**Given task**
Rename "fill rule" to "winding rule" everywhere it appears in the entries below, and reproduce them with everything else unchanged. Omit the pictures from your output.

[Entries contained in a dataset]
····················
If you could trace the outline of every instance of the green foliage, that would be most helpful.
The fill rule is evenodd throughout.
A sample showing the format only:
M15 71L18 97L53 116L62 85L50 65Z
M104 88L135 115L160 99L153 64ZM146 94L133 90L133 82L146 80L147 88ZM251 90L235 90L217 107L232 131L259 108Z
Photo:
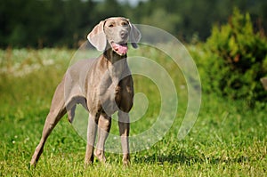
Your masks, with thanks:
M181 40L206 40L214 22L225 22L233 6L249 12L255 26L267 29L266 0L1 0L0 47L76 48L100 20L125 16L156 26ZM133 1L134 2L134 1Z
M135 53L150 54L172 76L181 79L173 61L164 60L165 56L157 50L145 48ZM198 121L184 140L176 137L182 119L179 110L161 141L150 149L131 155L129 168L122 165L121 155L107 153L107 165L95 162L85 169L85 142L67 117L48 138L36 168L28 168L52 95L72 54L72 51L59 49L0 51L0 176L266 175L266 109L249 109L242 101L227 101L214 94L203 96ZM36 65L41 68L35 68ZM31 72L26 72L28 67ZM158 90L151 89L147 79L139 76L134 81L136 90L145 89L152 101L158 99ZM157 104L150 101L148 115L151 117L132 124L131 134L150 128ZM185 110L186 104L179 97L182 109ZM117 125L112 121L114 129Z
M204 90L249 104L267 101L260 83L267 75L267 39L254 32L248 13L235 9L228 24L214 26L204 46L198 61Z

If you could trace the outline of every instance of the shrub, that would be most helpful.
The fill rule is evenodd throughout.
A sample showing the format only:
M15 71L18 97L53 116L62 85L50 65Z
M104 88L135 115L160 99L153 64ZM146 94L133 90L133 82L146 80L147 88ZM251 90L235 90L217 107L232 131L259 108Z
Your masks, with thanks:
M228 24L214 26L198 64L203 89L250 105L267 101L260 78L267 76L267 40L255 33L250 15L235 9Z

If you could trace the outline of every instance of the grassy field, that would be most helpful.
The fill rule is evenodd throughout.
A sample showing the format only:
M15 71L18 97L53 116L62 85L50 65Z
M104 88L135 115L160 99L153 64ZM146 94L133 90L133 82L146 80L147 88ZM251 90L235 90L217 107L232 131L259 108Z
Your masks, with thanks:
M193 129L184 140L177 140L186 91L172 61L164 65L173 78L181 80L175 83L182 97L177 117L161 141L131 155L130 167L122 165L119 154L107 153L108 165L95 162L85 169L85 142L65 117L49 137L36 167L29 168L53 91L74 52L64 49L0 51L0 176L266 176L264 104L250 109L242 101L203 93ZM157 53L155 60L161 60ZM132 125L133 133L150 125L158 107L155 85L138 76L134 81L137 92L149 94L150 108ZM117 133L117 126L112 125L114 133Z

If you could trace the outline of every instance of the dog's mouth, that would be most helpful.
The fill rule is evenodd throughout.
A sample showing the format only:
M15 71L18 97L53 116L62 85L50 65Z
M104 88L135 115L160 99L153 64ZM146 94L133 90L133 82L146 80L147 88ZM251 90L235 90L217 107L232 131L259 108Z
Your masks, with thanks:
M128 52L128 46L127 44L117 44L112 42L111 43L112 50L119 54L120 56L125 55Z

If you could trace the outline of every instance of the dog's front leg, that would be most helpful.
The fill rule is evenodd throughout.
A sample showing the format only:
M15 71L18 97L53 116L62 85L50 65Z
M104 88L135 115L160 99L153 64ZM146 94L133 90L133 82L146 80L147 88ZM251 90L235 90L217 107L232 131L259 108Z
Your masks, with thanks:
M87 126L87 145L85 152L85 165L93 164L93 146L97 130L98 117L95 114L89 113Z
M128 113L118 111L118 127L121 137L121 146L123 151L123 164L130 165L130 150L129 150L129 133L130 133L130 118Z
M107 114L101 114L98 122L98 141L94 156L101 162L106 162L104 146L111 126L111 117Z

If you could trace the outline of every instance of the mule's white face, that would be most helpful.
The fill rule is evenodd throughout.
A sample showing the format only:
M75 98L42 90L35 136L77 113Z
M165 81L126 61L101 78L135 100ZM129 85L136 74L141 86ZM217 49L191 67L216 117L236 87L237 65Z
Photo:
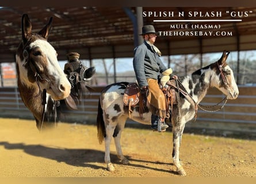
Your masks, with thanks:
M236 99L238 97L239 91L235 82L233 71L228 65L221 67L220 70L221 70L223 76L221 76L221 73L215 75L212 79L212 86L223 93L227 99ZM224 83L224 80L226 81L226 84Z
M24 49L23 60L16 55L22 84L29 88L40 86L41 90L45 89L54 100L67 98L71 85L59 64L54 47L45 40L37 39Z

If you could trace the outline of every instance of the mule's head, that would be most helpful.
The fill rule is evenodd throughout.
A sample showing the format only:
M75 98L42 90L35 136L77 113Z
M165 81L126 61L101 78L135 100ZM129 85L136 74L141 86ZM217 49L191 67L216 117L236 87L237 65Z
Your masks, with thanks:
M227 95L227 99L234 99L238 97L239 92L233 71L226 62L229 54L230 52L224 51L221 57L212 64L216 75L212 76L211 85Z
M18 80L22 85L37 91L46 89L54 100L67 97L71 85L57 59L54 47L47 41L52 18L37 33L32 32L27 14L21 20L22 41L16 54Z

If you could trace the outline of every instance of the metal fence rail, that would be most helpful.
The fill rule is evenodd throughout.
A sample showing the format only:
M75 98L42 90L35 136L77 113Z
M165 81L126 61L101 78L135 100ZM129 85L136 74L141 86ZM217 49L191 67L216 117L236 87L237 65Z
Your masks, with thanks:
M191 121L186 127L216 128L249 131L256 133L256 87L239 86L239 95L228 100L225 107L214 113L200 110L196 123ZM65 113L64 122L96 123L98 97L102 87L94 87L95 92L84 97L79 109ZM200 103L211 106L221 101L224 95L217 90L209 90ZM32 113L23 103L17 87L0 88L0 117L33 119ZM134 123L132 121L128 121ZM216 125L219 125L217 127Z

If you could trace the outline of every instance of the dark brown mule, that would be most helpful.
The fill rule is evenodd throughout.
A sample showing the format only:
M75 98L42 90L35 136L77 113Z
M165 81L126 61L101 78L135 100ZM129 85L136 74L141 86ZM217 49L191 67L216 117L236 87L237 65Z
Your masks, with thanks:
M56 102L67 98L71 85L47 41L52 18L37 34L32 32L27 14L21 18L22 41L16 53L18 87L25 106L33 113L39 129L54 121ZM47 105L45 105L47 103ZM44 124L42 122L44 121Z

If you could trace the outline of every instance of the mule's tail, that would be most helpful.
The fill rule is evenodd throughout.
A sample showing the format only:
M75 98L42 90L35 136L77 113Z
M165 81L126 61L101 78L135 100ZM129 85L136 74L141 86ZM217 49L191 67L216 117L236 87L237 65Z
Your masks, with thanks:
M98 115L97 116L97 129L98 131L98 140L100 144L102 143L103 139L106 136L106 128L103 120L103 110L101 108L101 101L99 99L98 103Z

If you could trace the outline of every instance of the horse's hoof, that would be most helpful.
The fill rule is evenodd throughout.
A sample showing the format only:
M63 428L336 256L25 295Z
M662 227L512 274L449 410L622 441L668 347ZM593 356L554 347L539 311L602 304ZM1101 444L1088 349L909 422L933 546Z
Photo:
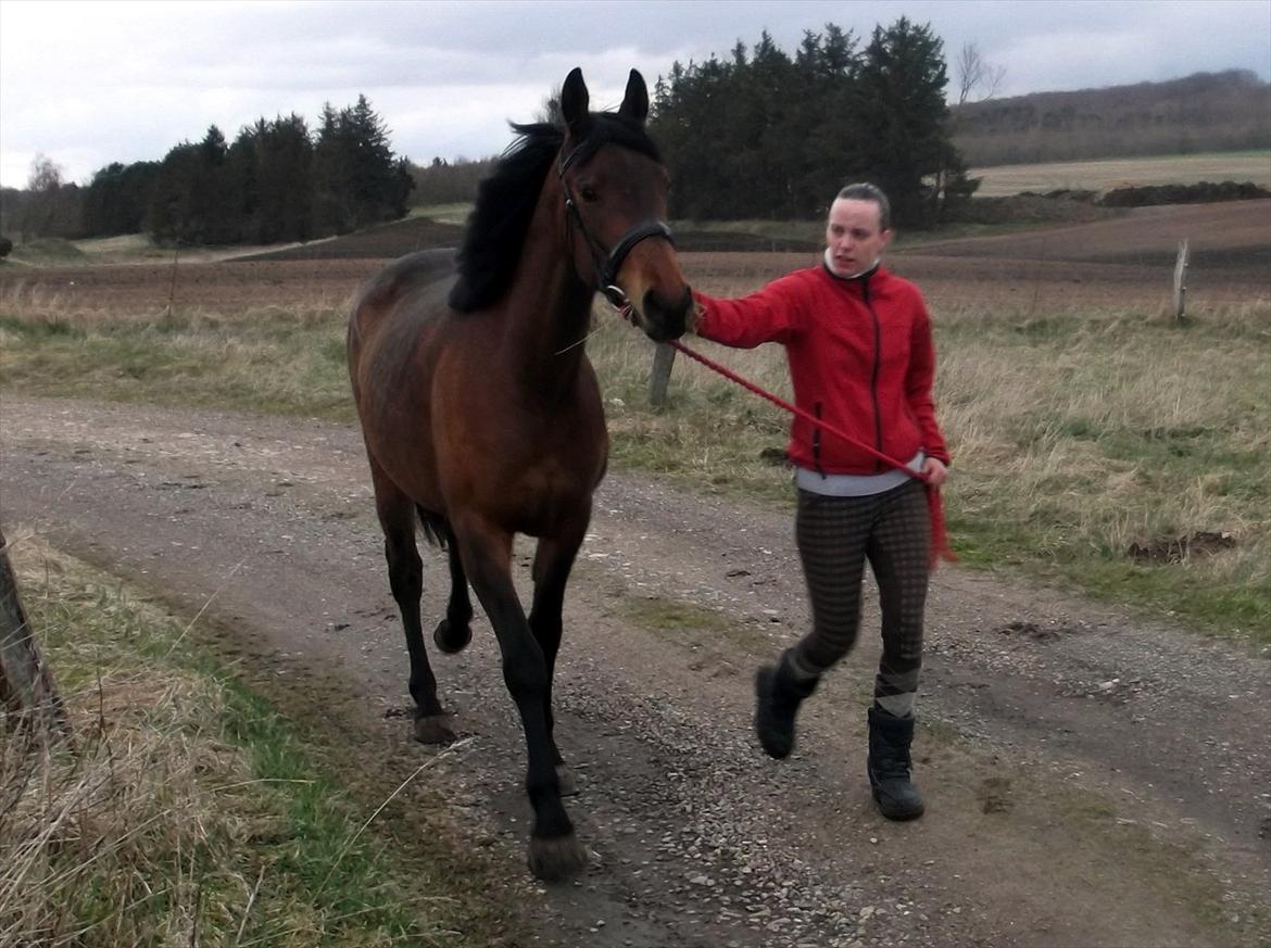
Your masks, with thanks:
M432 640L446 654L454 654L455 652L463 652L468 643L473 640L473 630L468 623L454 626L449 619L442 619L437 623L437 628L432 630Z
M544 882L563 882L587 864L587 850L572 832L555 839L530 839L530 872Z
M557 764L557 784L562 797L578 796L578 778L573 774L573 768L568 764Z
M421 715L414 719L414 740L419 743L454 743L455 732L446 723L445 714Z

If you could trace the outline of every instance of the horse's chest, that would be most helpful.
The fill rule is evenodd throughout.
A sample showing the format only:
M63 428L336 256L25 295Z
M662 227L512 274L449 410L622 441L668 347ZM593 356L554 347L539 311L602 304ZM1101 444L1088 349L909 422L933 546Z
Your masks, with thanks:
M550 534L555 525L590 507L604 471L604 457L591 454L544 454L516 471L502 499L517 532Z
····················
**Answer in full**
If you could trace the outline of every instance of the green foliage, that would be most helpful.
The winding rule is evenodd throughout.
A sample showing the format only:
M15 71L18 97L53 116L62 85L50 65Z
M104 88L135 115L160 99L153 64ZM146 94L133 90L133 82L146 80L147 88ZM251 90L235 90L217 107L232 131L259 108Z
Photo:
Your masks, with thanks:
M181 40L206 40L214 22L225 22L233 6L249 12L255 26L267 29L266 0L1 0L0 47L76 48L100 20L125 16L156 26ZM133 1L134 2L134 1Z
M135 53L150 54L172 76L181 79L173 61L164 60L165 56L157 50L145 48ZM198 121L184 140L176 137L182 119L179 110L161 141L150 149L131 155L129 168L122 165L121 155L107 153L107 165L95 162L85 169L85 142L67 117L48 138L36 168L28 168L52 95L72 54L72 51L59 49L0 51L0 176L266 175L266 109L249 109L242 101L227 101L214 94L203 96ZM36 65L41 68L35 68ZM31 72L26 72L28 67ZM158 90L151 89L147 79L139 76L134 81L136 90L145 89L152 101L158 99ZM157 104L150 101L148 115L151 117L132 124L131 134L150 128ZM185 110L186 104L179 97L182 109ZM117 125L112 121L114 129Z
M204 90L249 104L267 101L260 83L267 75L267 39L254 32L248 13L235 9L228 24L214 26L204 46L198 61Z

If you could trace the outline of every instance of the shrub, that would be most helpful.
The winding rule is evenodd throughout.
A sample showing the format only:
M15 71L18 97L53 116L62 85L50 65Z
M104 88L135 115L160 99L153 64ZM146 94L133 90L133 82L146 80L147 88ZM251 90L235 90L217 107L232 131L259 108Z
Your masks, with thanks:
M228 24L214 26L198 64L203 89L250 105L267 101L260 78L267 76L267 40L255 33L250 15L235 9Z

If you could trace the outline of every instance of the grassy field, that would be most helpful.
The winding rule is evenodd throughout.
A sample showing the format only:
M15 71L18 97L53 116L62 85L50 65Z
M104 88L135 115L160 99L153 64ZM146 94L133 90L133 82L146 80L147 88ZM251 90L235 90L217 107L232 131L259 108Z
Your masks, with thanks:
M193 129L184 140L177 140L186 91L172 61L164 65L173 78L181 80L175 83L182 97L177 117L161 141L131 155L130 167L122 165L119 154L107 153L108 165L95 162L85 169L85 142L65 117L49 137L36 167L29 168L53 91L74 52L64 49L0 51L0 176L266 176L264 104L250 109L242 101L203 93ZM157 53L155 60L161 60ZM132 125L133 133L150 125L158 107L155 85L138 76L134 81L137 92L149 94L150 108ZM117 133L117 126L112 125L114 133Z

If you could trace the outline of every instance of the dog's mouth, that would be most helpful.
The winding rule is evenodd throughout.
A sample showing the format only:
M15 71L18 97L53 116L62 85L50 65Z
M104 88L135 115L160 99L153 64ZM146 94L133 90L133 82L146 80L147 88ZM251 90L235 90L217 107L232 131L259 108Z
Your masks, with thanks:
M128 52L128 46L127 44L117 44L112 42L111 43L112 50L119 54L120 56L125 55Z

If you could trace the outline of every instance of the dog's front leg, that would be most helpful.
The winding rule is evenodd throughout.
A sample showing the format only:
M15 71L18 97L53 116L62 85L50 65Z
M104 88L135 115L160 99L153 64ZM146 94L133 90L133 82L146 80L147 88ZM251 90L235 90L217 107L232 131L259 108Z
Your masks, with thanks:
M87 126L87 145L85 152L85 165L93 164L93 146L97 130L98 117L95 114L89 113Z
M128 113L118 111L118 127L121 137L121 146L123 151L123 164L130 165L130 150L129 150L129 133L130 133L130 118Z
M107 114L101 114L98 122L98 141L94 156L101 162L106 162L104 146L111 126L111 117Z

If you could trace the outline of every instance of the mule's white face, that would be most helpful.
The winding rule is evenodd throughout.
A sample showing the format only:
M75 98L42 90L35 136L77 113Z
M165 81L126 61L101 78L135 100ZM129 85L136 74L141 86ZM217 49L191 67L216 117L236 87L237 65Z
Photo:
Your masks, with thanks:
M236 99L238 97L239 91L235 82L233 71L228 65L221 67L220 70L221 70L223 76L221 76L221 73L215 75L212 79L212 86L223 93L227 99ZM224 83L224 80L226 81L226 84Z
M24 49L23 60L16 55L22 84L29 88L40 86L41 90L45 89L54 100L67 98L71 85L59 64L54 47L45 40L37 39Z

If you could trace the outline of every instance of the mule's head, that would be most helpful.
The winding rule is evenodd throughout.
A sample showing the format only:
M75 98L42 90L35 136L77 113Z
M165 81L126 61L101 78L135 100ZM129 85L136 74L141 86ZM217 49L191 67L216 117L236 87L237 65Z
Your masks, with thanks:
M227 95L227 99L234 99L238 97L239 92L233 71L226 62L229 54L230 52L224 51L221 57L212 64L216 75L212 76L211 85Z
M18 80L22 85L37 91L46 89L54 100L67 97L71 85L57 59L54 47L47 41L52 18L37 33L32 32L27 14L21 20L22 41L16 54Z

If you could trace the outline of every instance of the metal fence rail, that would be most helpful.
The winding rule is evenodd throughout.
A sample showing the format only:
M75 98L42 90L35 136L77 113Z
M165 81L126 61L101 78L135 100ZM129 85L136 74L141 86ZM217 49L191 67L216 117L236 87L237 65Z
Your masks, with thanks:
M191 121L186 127L216 128L249 131L256 133L256 87L239 86L239 95L228 100L225 107L214 113L200 110L196 123ZM65 113L64 122L96 123L98 97L102 87L94 87L95 92L84 97L79 109ZM200 103L211 106L221 101L224 95L217 90L209 90ZM32 113L23 103L17 87L0 88L0 117L33 119ZM134 123L132 121L128 121ZM216 125L219 125L217 127Z

If you could trace the outline of every instance of the dark brown mule, that would be most helpful.
The winding rule is evenodd throughout.
A sample showing the format only:
M75 98L42 90L35 136L77 113Z
M165 81L126 61L101 78L135 100ZM129 85L136 74L141 86ZM217 49L191 67L216 117L236 87L237 65Z
Your masks, with thanks:
M56 102L67 98L71 85L47 41L52 18L37 34L32 32L27 14L21 18L22 41L16 53L18 87L25 106L33 113L39 129L54 121ZM47 105L45 105L47 103ZM44 124L42 122L44 121Z

If you could trace the outline of every instance of the mule's tail, that would be most helpful.
The winding rule is evenodd throughout.
A sample showing the format only:
M75 98L42 90L35 136L77 113Z
M165 81L126 61L101 78L135 100ZM129 85L136 74L141 86ZM217 49L191 67L216 117L236 87L237 65Z
Your masks, with thanks:
M98 115L97 116L97 129L98 131L98 140L100 144L102 143L103 139L106 136L106 128L103 120L103 110L101 108L101 101L99 99L98 103Z

If you could trace the outline of every instance of the horse's hoof, that would be most helpful.
The winding rule is evenodd throughout.
A sample showing the format only:
M63 428L336 256L25 295Z
M662 227L512 274L449 410L622 441L668 347ZM593 356L554 347L539 311L602 304ZM1101 444L1088 349L909 422L933 546Z
Photo:
Your masks, with thanks:
M432 640L446 654L454 654L455 652L463 652L468 643L473 640L473 630L468 623L454 626L449 619L442 619L437 623L437 628L432 630Z
M544 882L563 882L587 864L587 850L572 832L555 839L530 839L530 872Z
M557 764L557 784L562 797L578 796L578 778L573 774L573 768L568 764Z
M421 715L414 719L414 740L419 743L454 743L455 732L446 723L445 714Z

If you could trace the outline of every instance of the horse's chest, that would be most helpful.
The winding rule is evenodd throughout.
A sample showing the format only:
M63 428L336 256L25 295Z
M662 227L512 274L449 410L622 441L668 347ZM593 356L554 347L539 311L602 304ZM1101 444L1088 349L909 422L933 546Z
Your masks, with thanks:
M550 534L555 525L590 507L604 471L604 457L591 454L544 454L516 471L502 499L517 532Z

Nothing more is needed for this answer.